Records to process below:

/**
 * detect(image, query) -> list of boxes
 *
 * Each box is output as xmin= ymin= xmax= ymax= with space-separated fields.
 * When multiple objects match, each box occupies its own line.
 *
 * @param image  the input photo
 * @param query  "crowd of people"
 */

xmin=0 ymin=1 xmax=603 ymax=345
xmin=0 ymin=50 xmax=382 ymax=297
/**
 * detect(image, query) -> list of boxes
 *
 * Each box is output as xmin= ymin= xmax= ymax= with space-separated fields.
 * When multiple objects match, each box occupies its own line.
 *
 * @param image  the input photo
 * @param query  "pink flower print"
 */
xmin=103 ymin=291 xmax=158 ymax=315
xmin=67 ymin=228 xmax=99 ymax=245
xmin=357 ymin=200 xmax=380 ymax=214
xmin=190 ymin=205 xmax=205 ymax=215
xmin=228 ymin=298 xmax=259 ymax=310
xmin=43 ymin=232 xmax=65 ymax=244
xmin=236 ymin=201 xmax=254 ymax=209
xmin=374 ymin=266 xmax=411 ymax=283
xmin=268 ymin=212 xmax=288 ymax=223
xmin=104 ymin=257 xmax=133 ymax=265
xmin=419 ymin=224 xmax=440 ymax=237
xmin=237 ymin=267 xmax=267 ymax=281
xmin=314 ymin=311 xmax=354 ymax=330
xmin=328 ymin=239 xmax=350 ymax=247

End of Records to process.

Output the entire listing exactly as written.

* **Task response**
/**
 * detect(image, query) -> list of boxes
 *
 * Each box is output as xmin= ymin= xmax= ymax= with space-separated fields.
 * When multiple objects match, each box occupies its own line.
 *
 * @param image  the input photo
 * @param query  "crowd of people"
 */

xmin=0 ymin=1 xmax=603 ymax=345
xmin=0 ymin=50 xmax=382 ymax=297
/**
 * detect(image, query) -> list of boxes
 *
 * Each box is output as xmin= ymin= xmax= ymax= with space-separated fields.
 * When multiple objects match, each box occupies its own line.
 *
 * @param image  the input photo
 * @param query  "pink flower print"
 */
xmin=103 ymin=291 xmax=158 ymax=315
xmin=67 ymin=228 xmax=99 ymax=245
xmin=357 ymin=200 xmax=380 ymax=214
xmin=190 ymin=205 xmax=205 ymax=215
xmin=228 ymin=298 xmax=259 ymax=310
xmin=43 ymin=232 xmax=65 ymax=244
xmin=236 ymin=201 xmax=254 ymax=209
xmin=374 ymin=266 xmax=411 ymax=283
xmin=268 ymin=212 xmax=288 ymax=223
xmin=104 ymin=257 xmax=133 ymax=265
xmin=419 ymin=224 xmax=440 ymax=237
xmin=237 ymin=267 xmax=267 ymax=281
xmin=314 ymin=311 xmax=354 ymax=330
xmin=328 ymin=239 xmax=350 ymax=247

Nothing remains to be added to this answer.